Excerpt to read>
-=-=-

Religion
- Affiliation: Islam

Location
- Location: 808 Atwater St, Raleigh, NC 27607
- State: North Carolina
- Country: United States
- Interactive map of Islamic Association of Raleigh
- Coordinates: 35°47′23″N 78°41′28″W﻿ / ﻿35.789860°N 78.691235°W

Architecture
- Type: Mosque
- Established: 1985
- Interior area: 40,000 sqft

Website
- raleighmasjid.org

= Islamic Association of Raleigh =

Mosque in Raleigh, North Carolina, United States

The Islamic Association of Raleigh (IAR) is a mosque in Raleigh, North Carolina. Established in 1981, built in 1985, the mosque organizes community outreach, education, prayer services and sermons. It also frequently partners with other Islamic organizations in the area. The mosque has a 40,000 sqft center which houses 2 prayer halls, and an educational center for children. They also own and maintain an Islamic cemetery in Wendell, NC.

==History==
After the 2015 Chapel Hill Shooting, on February 12, a public funeral was held with an estimated 5,500 attendees. It began on the athletic fields on North Carolina State University's campus. At the end of the service the coffins were taken to the cemetery owned by the IAR.

-=-=-

Supplied entries>

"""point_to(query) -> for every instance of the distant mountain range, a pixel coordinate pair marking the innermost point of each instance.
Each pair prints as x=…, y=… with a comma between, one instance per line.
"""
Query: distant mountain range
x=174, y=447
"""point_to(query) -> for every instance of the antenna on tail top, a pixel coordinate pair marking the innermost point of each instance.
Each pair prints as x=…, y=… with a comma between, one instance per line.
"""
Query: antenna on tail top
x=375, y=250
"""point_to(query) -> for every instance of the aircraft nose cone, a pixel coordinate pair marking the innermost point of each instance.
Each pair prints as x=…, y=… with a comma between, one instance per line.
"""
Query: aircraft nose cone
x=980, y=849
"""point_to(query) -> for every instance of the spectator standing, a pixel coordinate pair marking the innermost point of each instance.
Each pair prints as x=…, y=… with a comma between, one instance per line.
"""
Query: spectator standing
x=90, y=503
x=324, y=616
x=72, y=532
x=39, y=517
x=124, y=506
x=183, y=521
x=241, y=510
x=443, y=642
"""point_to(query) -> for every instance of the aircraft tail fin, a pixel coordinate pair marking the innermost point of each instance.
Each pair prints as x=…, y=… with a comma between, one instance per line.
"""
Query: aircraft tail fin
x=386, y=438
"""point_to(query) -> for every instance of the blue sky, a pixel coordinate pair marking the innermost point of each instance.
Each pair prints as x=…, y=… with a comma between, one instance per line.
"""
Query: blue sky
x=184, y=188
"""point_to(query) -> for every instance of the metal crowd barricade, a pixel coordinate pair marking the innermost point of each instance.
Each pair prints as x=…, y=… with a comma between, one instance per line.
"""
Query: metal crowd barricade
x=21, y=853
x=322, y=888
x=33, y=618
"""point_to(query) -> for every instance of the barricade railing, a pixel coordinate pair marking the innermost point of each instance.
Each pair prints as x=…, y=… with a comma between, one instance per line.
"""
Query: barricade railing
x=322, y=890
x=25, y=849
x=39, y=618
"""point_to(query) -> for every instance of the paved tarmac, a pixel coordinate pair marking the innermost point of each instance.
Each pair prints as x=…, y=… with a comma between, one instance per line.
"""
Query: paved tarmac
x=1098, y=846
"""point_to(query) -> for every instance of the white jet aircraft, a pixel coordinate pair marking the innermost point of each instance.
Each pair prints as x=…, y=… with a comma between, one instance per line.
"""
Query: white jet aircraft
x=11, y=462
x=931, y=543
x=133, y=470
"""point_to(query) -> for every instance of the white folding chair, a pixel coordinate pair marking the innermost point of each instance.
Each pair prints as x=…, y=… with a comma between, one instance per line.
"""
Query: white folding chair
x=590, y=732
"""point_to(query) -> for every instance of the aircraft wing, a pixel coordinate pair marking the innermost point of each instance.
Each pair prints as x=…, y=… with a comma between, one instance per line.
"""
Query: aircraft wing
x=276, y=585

-=-=-

Apply what you read>
1) Rewrite the stretch of the Islamic Association of Raleigh text from "The Islamic Association" through "by the IAR.", changing "cemetery" to "burial ground".
2) Write what comes next in the text on the Islamic Association of Raleigh, starting after its last sentence.

Answers>
1)
The Islamic Association of Raleigh (IAR) is a mosque in Raleigh, North Carolina. Established in 1981, built in 1985, the mosque organizes community outreach, education, prayer services and sermons. It also frequently partners with other Islamic organizations in the area. The mosque has a 40,000 sqft center which houses 2 prayer halls, and an educational center for children. They also own and maintain an Islamic burial ground in Wendell, NC.

==History==
After the 2015 Chapel Hill Shooting, on February 12, a public funeral was held with an estimated 5,500 attendees. It began on the athletic fields on North Carolina State University's campus. At the end of the service the coffins were taken to the burial ground owned by the IAR.

2)
In May 2020, the IAR hosted drive-thru prayer services for Ramadan at the NC State Fairgrounds, due to COVID-19. The mosque remained closed and members were encouraged to pray at home, and attend nightly sermons remotely. In February 2021 hosted a vaccine clinic, distributing COVID-19 vaccines to the public.

==Eid Fest==
The Islamic Association of Raleigh, along with 10 other mosques and Islamic organizations in the triangle, organizes Eid Fest, a public festival celebrating Eid al-Adha. It is typically held in the Jim Graham Building, hosting several thousand attendees, and features community engagement, traditions and Islamic cuisine. Additionally, in 2024 the NC State Muslim Student's Association held donations to support humanitarian aid for victims of the Gaza War. Prior to Eid Fest, the IAR held their own festivals for Eid al-Adha reportedly with 8,000 people in attendance.